Stated problem a = In the entries, from the line with "Could you identify the tree" through the end of the entries, change "identify" to "locate" and keep everything else the same. Give back only those lines, without the pictures.

Implementing NVIDIA Video Codec SDK in Streaming Workflows

The NVIDIA Video Codec SDK provides direct access to hardware-accelerated video encoding and decoding capabilities (NVENC and NVDEC) available on NVIDIA GPUs. This SDK is essential for building low-latency, high-throughput streaming workflows without relying on CPU-based codecs. It enables developers to directly integrate NVENC/NVDEC into custom C/C++ video pipelines with full control over bitrate, buffer management, and latency optimization.

NVENC Workflow Overview

The encoder pipeline using NVENC typically follows these steps:

Session Creation: A new encoding session is initialized using the NvEncoder interface (or the NvEncoderCuda subclass for CUDA-based memory inputs).
Input Handling: Uncompressed video frames must be prepared in GPU memory in NV12, P010, or YUV444 formats. Frames are passed to the encoder one at a time.
Encoding Operation: Each call to EncodeFrame() produces a compressed bitstream. The encoded packets are retrieved as byte vectors and can be written to sockets, files, or passed to muxers.
Flush and Cleanup: After all frames have been submitted, the encoder must be flushed using EndEncode() to drain the internal buffers.

This model supports real-time streaming and batch encoding.

Encoder Initialization

Encoder initialization requires configuring both NV_ENC_INITIALIZE_PARAMS and NV_ENC_CONFIG structures, which define codec settings, rate control, GOP structure, and other operational parameters.

code

NvEncoderCuda* encoder = new NvEncoderCuda(cudaCtx, width, height, NV_ENC_BUFFER_FORMAT_NV12);

NV_ENC_INITIALIZE_PARAMS initParams = { NV_ENC_INITIALIZE_PARAMS_VER };
NV_ENC_CONFIG encConfig = { NV_ENC_CONFIG_VER };

initParams.encodeGUID = NV_ENC_CODEC_H264_GUID;
initParams.presetGUID = NV_ENC_PRESET_LOW_LATENCY_DEFAULT_GUID;
initParams.encodeWidth = width;
initParams.encodeHeight = height;
initParams.frameRateNum = 30;
initParams.frameRateDen = 1;
initParams.enablePTD = 1;

encoder->CreateEncoder(&initParams);

The NV_ENC_INITIALIZE_PARAMS must include:

Codec GUID (NV_ENC_CODEC_H264_GUID or H265_GUID)
Preset GUID for latency/quality tradeoffs (NV_ENC_PRESET_LOW_LATENCY_DEFAULT_GUID)
Resolution, frame rate, buffer format
Pointer to an NV_ENC_CONFIG structure for rate control and GOP config

The call to CreateEncoder() internally allocates frame buffers and registers them with NVENC.

Encoding Frames

Once initialized, raw video frames stored in device memory are copied to the encoder’s input surfaces. The encoding function compresses each frame and outputs one or more encoded packets as byte buffers. These packets can be transmitted over networks or saved to disk. Synchronization is necessary when using asynchronous CUDA streams to avoid conflicts during memory reuse.

Given entries =
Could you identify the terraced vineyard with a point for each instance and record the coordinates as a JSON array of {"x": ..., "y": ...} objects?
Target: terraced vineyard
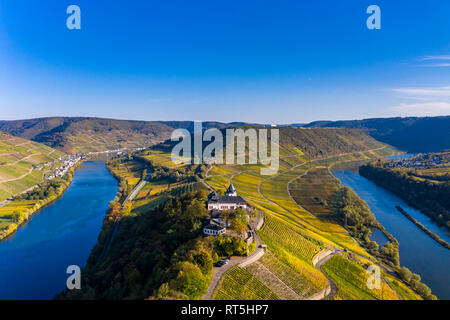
[
  {"x": 299, "y": 222},
  {"x": 351, "y": 279},
  {"x": 295, "y": 274},
  {"x": 277, "y": 234},
  {"x": 240, "y": 284},
  {"x": 22, "y": 164}
]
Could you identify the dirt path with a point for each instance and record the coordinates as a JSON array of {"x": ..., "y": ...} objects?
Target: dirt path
[
  {"x": 218, "y": 272},
  {"x": 18, "y": 178},
  {"x": 331, "y": 290}
]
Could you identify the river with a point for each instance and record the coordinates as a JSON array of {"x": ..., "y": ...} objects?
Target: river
[
  {"x": 34, "y": 260},
  {"x": 418, "y": 251}
]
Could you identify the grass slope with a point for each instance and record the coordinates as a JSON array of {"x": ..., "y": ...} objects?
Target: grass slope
[{"x": 17, "y": 158}]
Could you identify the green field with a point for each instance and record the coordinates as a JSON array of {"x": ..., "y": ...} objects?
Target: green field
[{"x": 18, "y": 161}]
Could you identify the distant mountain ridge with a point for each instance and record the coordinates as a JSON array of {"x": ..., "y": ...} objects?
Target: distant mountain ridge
[
  {"x": 19, "y": 159},
  {"x": 84, "y": 134},
  {"x": 411, "y": 134}
]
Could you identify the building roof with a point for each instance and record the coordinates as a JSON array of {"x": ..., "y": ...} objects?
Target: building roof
[
  {"x": 214, "y": 227},
  {"x": 227, "y": 200},
  {"x": 231, "y": 189}
]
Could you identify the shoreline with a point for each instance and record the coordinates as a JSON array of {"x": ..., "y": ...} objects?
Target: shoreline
[
  {"x": 40, "y": 204},
  {"x": 423, "y": 228}
]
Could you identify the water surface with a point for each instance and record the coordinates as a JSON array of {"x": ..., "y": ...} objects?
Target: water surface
[
  {"x": 34, "y": 260},
  {"x": 418, "y": 251}
]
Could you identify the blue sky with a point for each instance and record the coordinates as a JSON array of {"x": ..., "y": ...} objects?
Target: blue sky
[{"x": 225, "y": 60}]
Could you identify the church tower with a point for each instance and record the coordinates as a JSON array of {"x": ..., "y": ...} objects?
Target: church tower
[{"x": 231, "y": 191}]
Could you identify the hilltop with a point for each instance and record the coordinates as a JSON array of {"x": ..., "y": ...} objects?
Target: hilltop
[
  {"x": 83, "y": 134},
  {"x": 21, "y": 164},
  {"x": 411, "y": 134}
]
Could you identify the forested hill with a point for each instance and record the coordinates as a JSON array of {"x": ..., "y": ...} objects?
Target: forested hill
[
  {"x": 314, "y": 143},
  {"x": 20, "y": 160},
  {"x": 326, "y": 142},
  {"x": 84, "y": 134},
  {"x": 413, "y": 134}
]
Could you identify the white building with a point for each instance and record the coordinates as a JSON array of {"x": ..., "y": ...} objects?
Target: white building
[{"x": 213, "y": 230}]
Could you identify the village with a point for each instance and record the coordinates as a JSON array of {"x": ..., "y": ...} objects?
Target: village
[{"x": 419, "y": 161}]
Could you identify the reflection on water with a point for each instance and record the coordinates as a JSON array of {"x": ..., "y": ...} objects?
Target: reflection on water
[
  {"x": 418, "y": 251},
  {"x": 33, "y": 262}
]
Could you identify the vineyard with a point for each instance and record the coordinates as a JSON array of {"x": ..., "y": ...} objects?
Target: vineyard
[
  {"x": 240, "y": 284},
  {"x": 277, "y": 234},
  {"x": 300, "y": 277},
  {"x": 351, "y": 279}
]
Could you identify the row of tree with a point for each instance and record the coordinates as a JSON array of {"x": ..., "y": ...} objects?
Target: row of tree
[{"x": 357, "y": 217}]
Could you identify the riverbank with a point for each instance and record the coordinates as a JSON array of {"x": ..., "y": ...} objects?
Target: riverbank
[
  {"x": 418, "y": 252},
  {"x": 21, "y": 210},
  {"x": 423, "y": 228}
]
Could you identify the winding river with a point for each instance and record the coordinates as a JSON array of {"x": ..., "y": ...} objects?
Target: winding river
[
  {"x": 34, "y": 260},
  {"x": 418, "y": 251}
]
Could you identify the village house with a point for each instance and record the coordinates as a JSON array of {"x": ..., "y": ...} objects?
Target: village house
[
  {"x": 213, "y": 230},
  {"x": 217, "y": 204},
  {"x": 231, "y": 201}
]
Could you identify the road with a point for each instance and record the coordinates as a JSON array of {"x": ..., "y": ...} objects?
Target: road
[{"x": 218, "y": 272}]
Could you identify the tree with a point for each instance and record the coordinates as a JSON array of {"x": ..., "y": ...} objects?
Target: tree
[
  {"x": 238, "y": 225},
  {"x": 405, "y": 274}
]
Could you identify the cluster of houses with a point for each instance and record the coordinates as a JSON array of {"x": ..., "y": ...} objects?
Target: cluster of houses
[
  {"x": 216, "y": 205},
  {"x": 66, "y": 163},
  {"x": 418, "y": 161}
]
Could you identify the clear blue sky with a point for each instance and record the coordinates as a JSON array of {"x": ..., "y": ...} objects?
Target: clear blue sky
[{"x": 225, "y": 60}]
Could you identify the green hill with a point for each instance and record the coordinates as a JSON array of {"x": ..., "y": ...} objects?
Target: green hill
[
  {"x": 412, "y": 134},
  {"x": 83, "y": 134},
  {"x": 18, "y": 161}
]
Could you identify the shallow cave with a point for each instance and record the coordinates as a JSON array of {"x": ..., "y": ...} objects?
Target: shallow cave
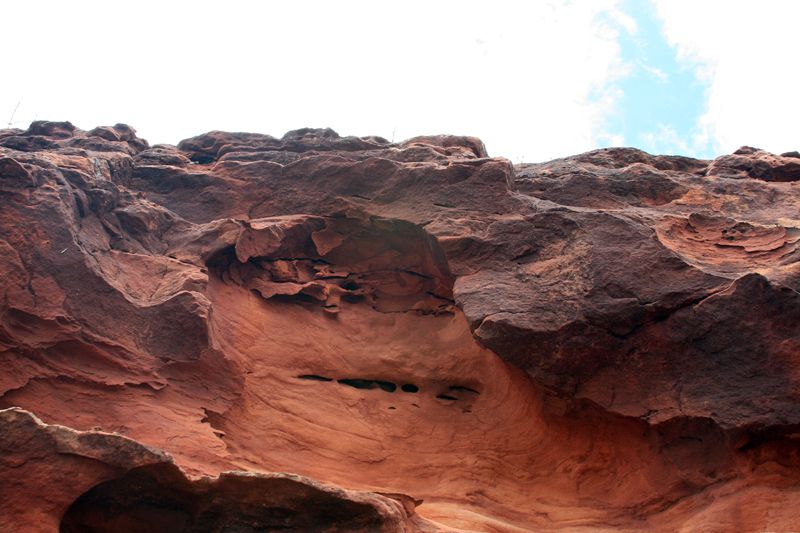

Stated problem b = Echo the NVIDIA Video Codec SDK page word for word, from "NVENC Workflow Overview" up to and including "the internal buffers.".

Exercise solution a =
Could you locate the tree with a point for each instance and record the coordinates as a JSON array of {"x": ..., "y": ...} objects?
Target: tree
[
  {"x": 238, "y": 225},
  {"x": 405, "y": 274}
]
Could you locate the cluster of houses with a point for each instance and record the coordinates as a JSON array of {"x": ..., "y": ...} objects?
Target: cluster of houses
[
  {"x": 216, "y": 205},
  {"x": 66, "y": 163},
  {"x": 418, "y": 161}
]
Could you locate the clear blue sky with a point for each instance and record the coordinates as a JSON array of {"x": ..., "y": ...} objects?
Target: clear blue sky
[{"x": 225, "y": 60}]
Could you locate the green hill with a point for each instance and record the coordinates as a JSON array of {"x": ..., "y": ...} objects?
Target: green hill
[
  {"x": 412, "y": 134},
  {"x": 83, "y": 134},
  {"x": 18, "y": 161}
]
Could you locate the shallow cave with a point for each instance and record the coordinates as a JSON array of {"x": ..., "y": ...} objects?
Target: shallow cave

Exercise solution b =
NVENC Workflow Overview

The encoder pipeline using NVENC typically follows these steps:

Session Creation: A new encoding session is initialized using the NvEncoder interface (or the NvEncoderCuda subclass for CUDA-based memory inputs).
Input Handling: Uncompressed video frames must be prepared in GPU memory in NV12, P010, or YUV444 formats. Frames are passed to the encoder one at a time.
Encoding Operation: Each call to EncodeFrame() produces a compressed bitstream. The encoded packets are retrieved as byte vectors and can be written to sockets, files, or passed to muxers.
Flush and Cleanup: After all frames have been submitted, the encoder must be flushed using EndEncode() to drain the internal buffers.